**WORK TO BE COMPLETED**
All records below must be retyped exactly.

━━━━━ DATASET

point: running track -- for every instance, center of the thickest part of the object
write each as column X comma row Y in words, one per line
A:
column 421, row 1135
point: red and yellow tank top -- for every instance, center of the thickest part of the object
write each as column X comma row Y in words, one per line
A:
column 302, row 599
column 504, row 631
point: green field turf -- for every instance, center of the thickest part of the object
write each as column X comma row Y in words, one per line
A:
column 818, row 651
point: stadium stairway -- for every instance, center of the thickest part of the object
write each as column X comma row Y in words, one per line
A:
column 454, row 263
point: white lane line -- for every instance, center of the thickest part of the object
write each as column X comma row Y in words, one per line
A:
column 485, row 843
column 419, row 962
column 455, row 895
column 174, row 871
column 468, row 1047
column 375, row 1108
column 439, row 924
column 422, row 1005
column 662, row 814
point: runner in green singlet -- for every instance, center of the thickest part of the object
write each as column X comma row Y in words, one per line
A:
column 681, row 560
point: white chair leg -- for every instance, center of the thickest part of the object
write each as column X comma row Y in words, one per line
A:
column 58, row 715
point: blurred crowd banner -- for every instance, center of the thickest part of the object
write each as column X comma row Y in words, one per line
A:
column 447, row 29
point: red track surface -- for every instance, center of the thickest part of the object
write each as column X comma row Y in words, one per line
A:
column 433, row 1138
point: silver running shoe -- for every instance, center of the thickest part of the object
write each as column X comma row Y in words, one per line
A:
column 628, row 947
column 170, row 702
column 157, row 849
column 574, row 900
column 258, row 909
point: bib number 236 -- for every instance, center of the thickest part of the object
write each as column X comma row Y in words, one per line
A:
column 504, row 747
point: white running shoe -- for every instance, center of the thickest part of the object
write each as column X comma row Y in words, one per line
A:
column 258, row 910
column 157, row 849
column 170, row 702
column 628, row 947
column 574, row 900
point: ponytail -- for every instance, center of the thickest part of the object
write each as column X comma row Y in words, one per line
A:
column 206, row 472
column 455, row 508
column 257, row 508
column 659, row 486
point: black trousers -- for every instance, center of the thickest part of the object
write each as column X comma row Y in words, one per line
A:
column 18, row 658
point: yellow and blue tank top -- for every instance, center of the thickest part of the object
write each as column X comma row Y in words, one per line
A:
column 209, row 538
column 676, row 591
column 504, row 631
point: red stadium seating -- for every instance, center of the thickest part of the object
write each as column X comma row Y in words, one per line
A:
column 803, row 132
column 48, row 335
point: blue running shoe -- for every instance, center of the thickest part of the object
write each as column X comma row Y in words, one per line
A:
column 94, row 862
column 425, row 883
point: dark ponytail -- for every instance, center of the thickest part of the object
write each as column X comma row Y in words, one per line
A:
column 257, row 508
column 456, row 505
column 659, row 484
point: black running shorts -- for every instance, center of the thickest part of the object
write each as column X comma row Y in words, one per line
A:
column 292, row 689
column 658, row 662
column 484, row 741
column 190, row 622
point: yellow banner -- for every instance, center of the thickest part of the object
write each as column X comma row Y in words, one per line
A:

━━━━━━━━━━

**ANSWER TO THIS TASK**
point: running track -- for every instance, center of the thickest part of the object
write each as column X comma row Y in words, one per line
A:
column 421, row 1135
point: red and yellow tank top -- for every instance, center of the thickest part of the object
write each as column X comma row Y in words, one per line
A:
column 302, row 599
column 504, row 631
point: green field turf -- for every instance, center of the thickest part of the object
write each as column X comma row Y in words, one per line
A:
column 818, row 651
point: stadium stairway -- for every instance, center of the thickest part of the object
write each as column X comma row Y in words, one per line
A:
column 454, row 263
point: white lane line -- for every instance, center of the thickest part of the object
write each as column X comma row Y in words, one per line
A:
column 485, row 843
column 419, row 962
column 455, row 895
column 174, row 871
column 468, row 1047
column 375, row 1108
column 439, row 924
column 422, row 1005
column 662, row 814
point: runner in green singlet -- for every instance, center of the thickest part of the object
write each as column X comma row Y in words, one per line
A:
column 681, row 560
point: white chair leg -- for every instance, center of the thickest part of the object
write each as column X comma row Y in words, one per line
A:
column 58, row 715
point: blurred crowd banner -- for every instance, center of the thickest part of the object
write each as column X comma row Y in words, one per line
A:
column 447, row 29
point: red track surface -- for every instance, center of the thickest part of the object
write each as column X comma row Y in words, one per line
A:
column 433, row 1138
point: silver running shoe -- for every instance, center of the thickest part of the object
write each as column X comma row Y in words, one per line
A:
column 628, row 947
column 170, row 702
column 157, row 849
column 574, row 900
column 258, row 909
point: bib number 236 -- for every instance, center of the thickest part of the object
write each as column X comma row Y in words, one per line
A:
column 504, row 747
point: white running shoe -- for every instance, center of the thickest part of the object
write each as column X comma row Y in words, one per line
A:
column 258, row 910
column 157, row 849
column 170, row 702
column 628, row 947
column 574, row 900
point: ponytail -- for every instance, center of the thickest part of the object
write each as column X comma row Y in words, one per line
A:
column 206, row 472
column 455, row 508
column 257, row 508
column 659, row 486
point: black trousers -- for every instance, center of the thickest part of the object
write each as column X comma row Y in words, one per line
A:
column 18, row 658
point: yellow and blue tank top -- for every instance, center of the thickest part of the object
write each as column X comma row Y in words, one per line
A:
column 209, row 538
column 676, row 591
column 504, row 631
point: red stadium seating -- for every instance, center of the thickest part of the object
write each as column X comma row Y in words, one per line
A:
column 803, row 132
column 48, row 335
point: blue running shoe -- for every instance, center of the thickest part of the object
write each as column X comma row Y in words, one per line
A:
column 94, row 862
column 425, row 883
point: dark ponytail -- for every instance, center of the thickest part of the object
write each as column X comma row Y in words, one per line
A:
column 257, row 508
column 456, row 505
column 659, row 484
point: black running shorts -- for every instance, center of the thickest part of the object
write each as column X comma row Y in words, one per line
A:
column 292, row 689
column 658, row 662
column 484, row 741
column 190, row 622
point: yellow banner -- for every instance, center of the thickest part of the object
write each as column X comma row Y in words, one per line
A:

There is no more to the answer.